Great Falls Woman Wins Governor’s Volunteerism Award

Great Falls Woman Wins Governor’s Volunteerism Award

Jacqueline Cheshire helps people gain independence.


Gov. Terry McAuliffe presents Jacqueline Cheshire, of Great Falls, pictured with Canine Companion for Independence assistance puppy Agent, a Governor's Volunteerism Award on Thursday, April 30 in Richmond.


Jacqueline Cheshire, of Great Falls, wins the Governor’s Volunteerism Award for her work with Canine Companions for Independence, where she raises puppies, such as Agent, to become assistance dogs to people with disabilities or special needs.

Jacqueline Cheshire and her new puppy, Agent, are almost never apart, until 18 months later when she gives the puppy up so it can receive further training as an assistance dog for Canine Companions for Independence (CCI).

Cheshire is a volunteer puppy raiser for CCI. She gets a dog, usually a Labrador, golden retriever, or a mix of the two, from CCI when it is 2 months old and spends the next 18 months training, familiarizing and socializing the puppy until it is ready to go back to CCI in New York. At CCI, the puppy is paired with a person with disability and they become lifelong companions.

Cheshire said giving the dogs back is the hardest thing about what she does. “But it’s like sending your kids to college. You know they’re going to do great things,” she said.

HER WORK for CCI earned her the Governor’s Volunteerism Award, which she received from Gov. Terry McAuliffe on Thursday, April 30 in Richmond.

Cheshire’s stepmother, Julianne Clemente, nominated her for the award, which honors people who engaged in volunteer activities that benefit the greater community, demonstrated a commitment to meeting community needs, utilized unique and creative approaches and developed and fostered virtues and skills of civic engagement and social responsibility.

○ ○ ○ ○

* [Tasks for this exercise]
(a) According to the volunteerism award article, what qualities or actions does the Governor's Volunteerism Award honor? List each one.
(b) Return the passage of the volunteerism award article between "Jacqueline Cheshire helps" and "Award on Thursday, April 30 in Richmond.", inclusive, copied word for word.

○ ○ ○ ○

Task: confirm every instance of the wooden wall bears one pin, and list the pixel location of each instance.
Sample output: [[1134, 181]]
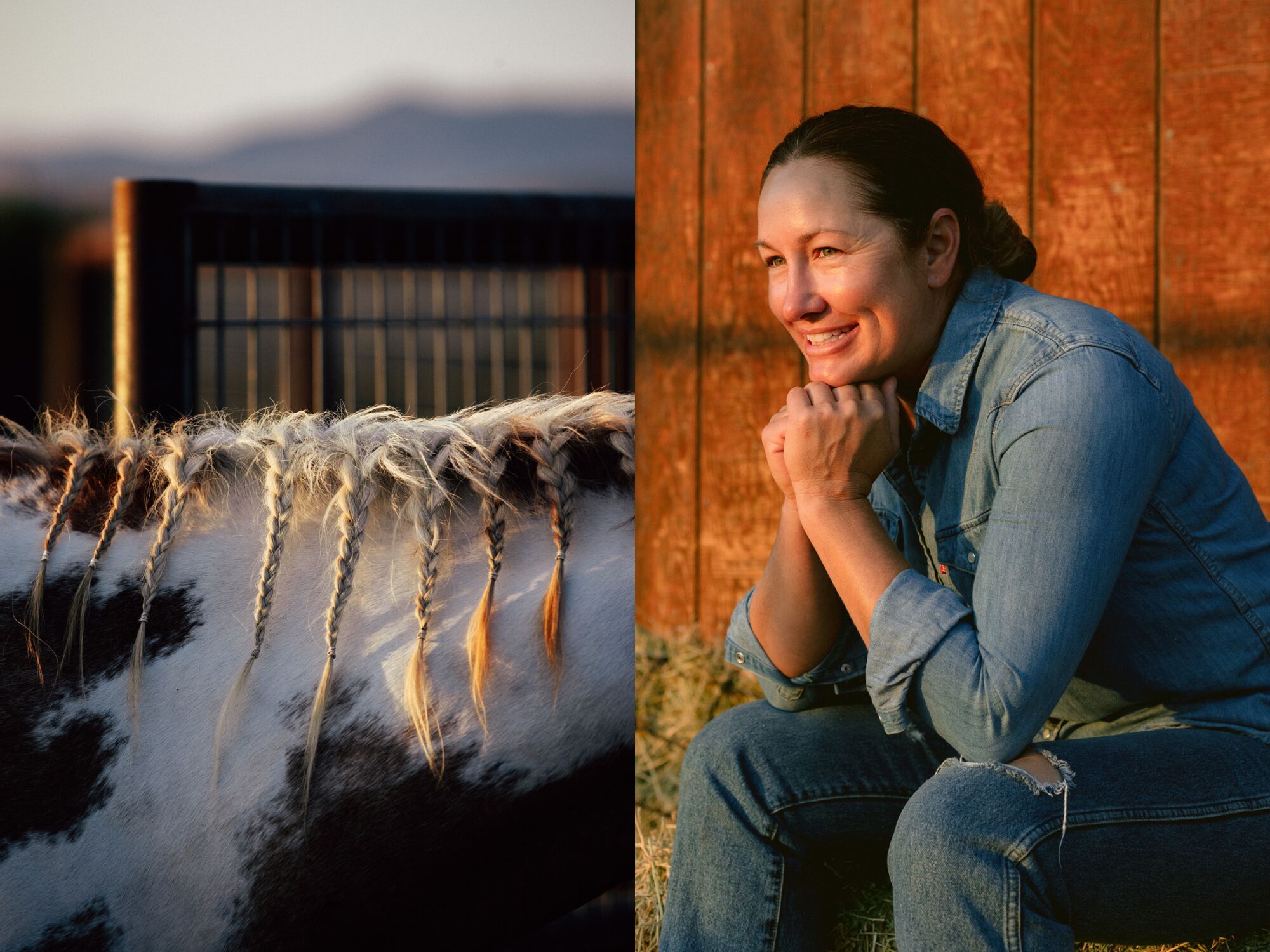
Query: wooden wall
[[1131, 140]]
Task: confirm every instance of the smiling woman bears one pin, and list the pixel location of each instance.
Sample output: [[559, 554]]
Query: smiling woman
[[1004, 525]]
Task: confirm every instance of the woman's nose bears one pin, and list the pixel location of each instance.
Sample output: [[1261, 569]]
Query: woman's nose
[[802, 299]]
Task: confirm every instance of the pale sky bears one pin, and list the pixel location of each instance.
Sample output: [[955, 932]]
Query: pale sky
[[180, 72]]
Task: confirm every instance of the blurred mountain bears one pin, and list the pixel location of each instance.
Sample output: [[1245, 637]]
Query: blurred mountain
[[399, 145]]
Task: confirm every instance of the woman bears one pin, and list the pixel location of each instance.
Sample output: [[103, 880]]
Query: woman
[[1008, 527]]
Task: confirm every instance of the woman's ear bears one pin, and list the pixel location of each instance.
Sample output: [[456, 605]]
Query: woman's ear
[[943, 242]]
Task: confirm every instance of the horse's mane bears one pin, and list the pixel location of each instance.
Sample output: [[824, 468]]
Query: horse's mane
[[528, 453]]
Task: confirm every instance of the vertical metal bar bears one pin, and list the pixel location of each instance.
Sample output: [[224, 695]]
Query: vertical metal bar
[[467, 318], [411, 312], [380, 328], [253, 315], [318, 343], [220, 313], [468, 332], [440, 355], [525, 308], [581, 365], [556, 279], [347, 315], [552, 326], [190, 317], [285, 315], [497, 356]]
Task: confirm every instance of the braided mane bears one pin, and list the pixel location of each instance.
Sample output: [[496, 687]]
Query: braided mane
[[531, 453]]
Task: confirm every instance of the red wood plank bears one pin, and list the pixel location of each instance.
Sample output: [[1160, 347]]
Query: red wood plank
[[975, 79], [1094, 220], [859, 51], [1215, 322], [667, 275], [754, 97]]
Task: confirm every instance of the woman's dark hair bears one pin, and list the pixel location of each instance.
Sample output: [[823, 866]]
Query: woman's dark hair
[[909, 168]]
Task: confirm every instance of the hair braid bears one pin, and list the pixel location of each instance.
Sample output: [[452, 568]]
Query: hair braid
[[79, 463], [181, 465], [280, 493], [129, 469], [559, 486], [493, 511], [354, 502], [426, 507]]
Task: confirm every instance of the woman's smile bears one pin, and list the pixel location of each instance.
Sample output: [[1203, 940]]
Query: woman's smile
[[824, 343]]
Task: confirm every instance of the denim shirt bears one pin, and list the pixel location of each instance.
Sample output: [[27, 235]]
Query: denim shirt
[[1086, 559]]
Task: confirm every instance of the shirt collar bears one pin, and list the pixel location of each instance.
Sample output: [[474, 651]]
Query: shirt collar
[[943, 393]]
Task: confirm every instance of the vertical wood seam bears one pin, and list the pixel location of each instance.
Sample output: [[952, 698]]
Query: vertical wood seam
[[807, 59], [1160, 181], [1033, 68], [702, 282], [915, 55]]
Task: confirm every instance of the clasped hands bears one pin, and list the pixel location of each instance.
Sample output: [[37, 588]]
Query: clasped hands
[[830, 445]]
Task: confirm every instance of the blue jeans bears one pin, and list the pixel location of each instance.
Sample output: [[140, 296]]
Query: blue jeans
[[1166, 836]]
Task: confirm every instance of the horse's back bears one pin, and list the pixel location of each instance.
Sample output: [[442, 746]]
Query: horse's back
[[115, 835]]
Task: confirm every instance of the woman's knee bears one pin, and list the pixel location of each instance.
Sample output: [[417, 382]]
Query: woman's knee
[[968, 812], [726, 742]]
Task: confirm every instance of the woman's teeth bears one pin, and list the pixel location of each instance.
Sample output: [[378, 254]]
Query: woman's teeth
[[827, 336]]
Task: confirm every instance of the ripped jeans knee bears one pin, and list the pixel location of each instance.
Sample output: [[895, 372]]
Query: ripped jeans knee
[[1038, 786]]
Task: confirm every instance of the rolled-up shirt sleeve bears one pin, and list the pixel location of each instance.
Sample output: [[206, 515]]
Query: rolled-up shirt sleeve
[[1078, 451], [841, 670]]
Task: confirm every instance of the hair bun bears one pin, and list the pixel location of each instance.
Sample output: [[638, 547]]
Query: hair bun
[[1003, 244]]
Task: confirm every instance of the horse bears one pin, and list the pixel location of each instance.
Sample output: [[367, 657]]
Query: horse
[[314, 678]]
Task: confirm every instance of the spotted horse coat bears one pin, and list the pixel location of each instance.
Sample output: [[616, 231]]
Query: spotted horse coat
[[239, 543]]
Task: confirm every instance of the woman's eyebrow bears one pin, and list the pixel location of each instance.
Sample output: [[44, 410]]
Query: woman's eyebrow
[[808, 237]]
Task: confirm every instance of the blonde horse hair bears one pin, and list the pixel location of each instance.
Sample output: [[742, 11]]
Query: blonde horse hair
[[129, 468], [181, 464], [559, 486], [493, 511], [354, 502], [280, 494], [425, 512], [523, 450], [78, 465]]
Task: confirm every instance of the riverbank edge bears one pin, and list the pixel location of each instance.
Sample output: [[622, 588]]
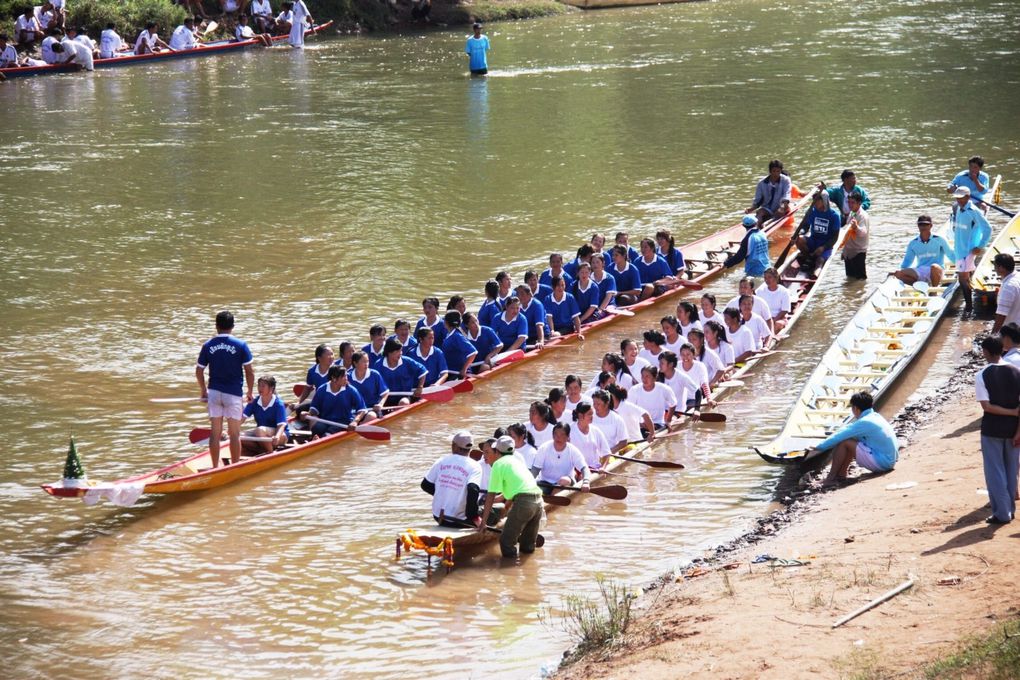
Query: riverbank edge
[[921, 425]]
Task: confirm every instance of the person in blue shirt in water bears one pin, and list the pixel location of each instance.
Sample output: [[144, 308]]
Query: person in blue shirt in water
[[869, 440], [475, 48]]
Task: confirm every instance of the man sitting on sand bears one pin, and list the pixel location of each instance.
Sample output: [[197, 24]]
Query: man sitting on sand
[[869, 440]]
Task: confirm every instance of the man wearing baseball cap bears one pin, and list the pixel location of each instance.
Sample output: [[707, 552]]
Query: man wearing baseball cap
[[925, 256], [512, 479], [453, 481], [971, 234], [754, 248]]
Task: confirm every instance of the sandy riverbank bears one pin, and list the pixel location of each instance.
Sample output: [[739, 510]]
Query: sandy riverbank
[[734, 619]]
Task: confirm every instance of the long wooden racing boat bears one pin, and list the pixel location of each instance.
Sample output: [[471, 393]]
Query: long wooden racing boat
[[868, 355], [704, 258], [446, 542], [128, 59]]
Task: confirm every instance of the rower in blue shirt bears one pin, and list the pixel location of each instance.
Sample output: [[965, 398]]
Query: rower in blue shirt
[[562, 315], [401, 374], [269, 414], [539, 291], [869, 440], [754, 249], [431, 318], [534, 312], [459, 351], [369, 384], [628, 285], [925, 256], [971, 233], [974, 178], [376, 336], [337, 402], [555, 269], [485, 340], [492, 307], [821, 229], [511, 326], [430, 357]]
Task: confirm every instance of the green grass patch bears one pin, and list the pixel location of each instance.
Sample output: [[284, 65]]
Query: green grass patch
[[993, 656]]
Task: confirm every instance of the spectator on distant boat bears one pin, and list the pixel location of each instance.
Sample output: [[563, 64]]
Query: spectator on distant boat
[[1010, 334], [261, 13], [285, 19], [1008, 302], [754, 249], [924, 257], [184, 36], [974, 178], [476, 48], [230, 363], [839, 196], [110, 43], [454, 482], [998, 390], [420, 9], [27, 31], [149, 41], [8, 55], [855, 247], [770, 193], [302, 20], [869, 440], [820, 228], [971, 233]]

○ ○ ○ ○

* [Results]
(a)
- Engaging in volunteer activities that benefit the greater community
- Demonstrating a commitment to meeting community needs
- Using unique and creative approaches
- Developing and fostering virtues and skills of civic engagement and social responsibility

(b)
Jacqueline Cheshire helps people gain independence.


Gov. Terry McAuliffe presents Jacqueline Cheshire, of Great Falls, pictured with Canine Companion for Independence assistance puppy Agent, a Governor's Volunteerism Award on Thursday, April 30 in Richmond.